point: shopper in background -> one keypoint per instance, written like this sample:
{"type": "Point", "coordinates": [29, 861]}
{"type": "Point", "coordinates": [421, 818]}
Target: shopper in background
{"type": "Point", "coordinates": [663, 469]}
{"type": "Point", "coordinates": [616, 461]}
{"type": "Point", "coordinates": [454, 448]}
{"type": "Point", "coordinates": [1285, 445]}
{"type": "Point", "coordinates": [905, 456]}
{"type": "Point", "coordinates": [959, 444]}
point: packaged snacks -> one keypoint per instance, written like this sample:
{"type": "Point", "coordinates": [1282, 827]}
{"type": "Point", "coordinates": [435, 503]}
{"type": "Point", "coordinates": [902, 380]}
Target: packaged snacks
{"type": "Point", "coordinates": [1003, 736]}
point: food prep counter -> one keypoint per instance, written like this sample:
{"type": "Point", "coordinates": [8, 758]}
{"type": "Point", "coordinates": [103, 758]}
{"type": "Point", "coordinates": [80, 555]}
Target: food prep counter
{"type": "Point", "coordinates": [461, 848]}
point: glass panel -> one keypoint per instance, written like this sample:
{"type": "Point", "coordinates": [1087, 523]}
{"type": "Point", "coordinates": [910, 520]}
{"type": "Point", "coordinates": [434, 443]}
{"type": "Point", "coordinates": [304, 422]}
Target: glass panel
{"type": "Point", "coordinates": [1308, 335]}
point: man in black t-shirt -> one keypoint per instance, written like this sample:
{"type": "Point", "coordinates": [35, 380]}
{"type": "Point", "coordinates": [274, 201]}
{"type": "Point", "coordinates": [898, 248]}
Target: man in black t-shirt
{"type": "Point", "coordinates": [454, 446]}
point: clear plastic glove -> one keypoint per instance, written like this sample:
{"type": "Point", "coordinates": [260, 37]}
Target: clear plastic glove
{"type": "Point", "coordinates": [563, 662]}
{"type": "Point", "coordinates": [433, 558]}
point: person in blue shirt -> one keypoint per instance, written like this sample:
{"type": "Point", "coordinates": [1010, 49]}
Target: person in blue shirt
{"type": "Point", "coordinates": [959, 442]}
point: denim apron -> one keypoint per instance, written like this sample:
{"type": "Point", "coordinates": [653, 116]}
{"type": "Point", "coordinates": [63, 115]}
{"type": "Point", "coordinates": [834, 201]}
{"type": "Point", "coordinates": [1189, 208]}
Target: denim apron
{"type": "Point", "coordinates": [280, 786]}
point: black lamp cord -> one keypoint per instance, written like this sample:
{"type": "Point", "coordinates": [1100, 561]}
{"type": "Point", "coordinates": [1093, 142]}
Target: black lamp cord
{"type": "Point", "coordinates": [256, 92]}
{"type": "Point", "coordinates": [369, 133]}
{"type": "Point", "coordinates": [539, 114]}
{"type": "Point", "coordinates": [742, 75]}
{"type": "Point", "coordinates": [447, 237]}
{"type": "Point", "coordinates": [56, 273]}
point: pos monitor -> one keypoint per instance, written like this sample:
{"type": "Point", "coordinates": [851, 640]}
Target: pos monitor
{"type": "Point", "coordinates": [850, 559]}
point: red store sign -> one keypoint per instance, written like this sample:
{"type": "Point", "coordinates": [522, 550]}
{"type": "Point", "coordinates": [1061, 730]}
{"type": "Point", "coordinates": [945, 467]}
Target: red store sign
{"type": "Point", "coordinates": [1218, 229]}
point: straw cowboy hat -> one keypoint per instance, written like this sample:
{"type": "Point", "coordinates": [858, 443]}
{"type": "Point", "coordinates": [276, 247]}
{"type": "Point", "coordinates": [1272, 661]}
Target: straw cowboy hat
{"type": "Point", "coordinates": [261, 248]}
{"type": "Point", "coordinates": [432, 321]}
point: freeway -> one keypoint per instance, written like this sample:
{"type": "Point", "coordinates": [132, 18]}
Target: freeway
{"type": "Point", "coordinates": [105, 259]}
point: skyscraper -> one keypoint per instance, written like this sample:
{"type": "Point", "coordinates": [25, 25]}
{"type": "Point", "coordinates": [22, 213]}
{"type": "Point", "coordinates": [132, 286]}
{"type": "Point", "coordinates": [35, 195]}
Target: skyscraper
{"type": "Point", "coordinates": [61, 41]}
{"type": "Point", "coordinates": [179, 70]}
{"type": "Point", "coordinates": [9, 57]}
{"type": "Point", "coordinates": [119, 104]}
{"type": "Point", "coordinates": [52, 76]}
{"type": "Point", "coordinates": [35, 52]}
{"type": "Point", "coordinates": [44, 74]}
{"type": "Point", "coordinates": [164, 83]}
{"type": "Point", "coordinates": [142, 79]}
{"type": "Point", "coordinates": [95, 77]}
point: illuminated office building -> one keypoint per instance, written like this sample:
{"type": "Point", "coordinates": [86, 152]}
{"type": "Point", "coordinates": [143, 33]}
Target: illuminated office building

WHAT IS NEEDED —
Where a line in the records above contains the word "illuminated", copy that line.

EXERCISE ANSWER —
point: illuminated office building -> one keypoint per instance, written like this sample:
Target: illuminated office building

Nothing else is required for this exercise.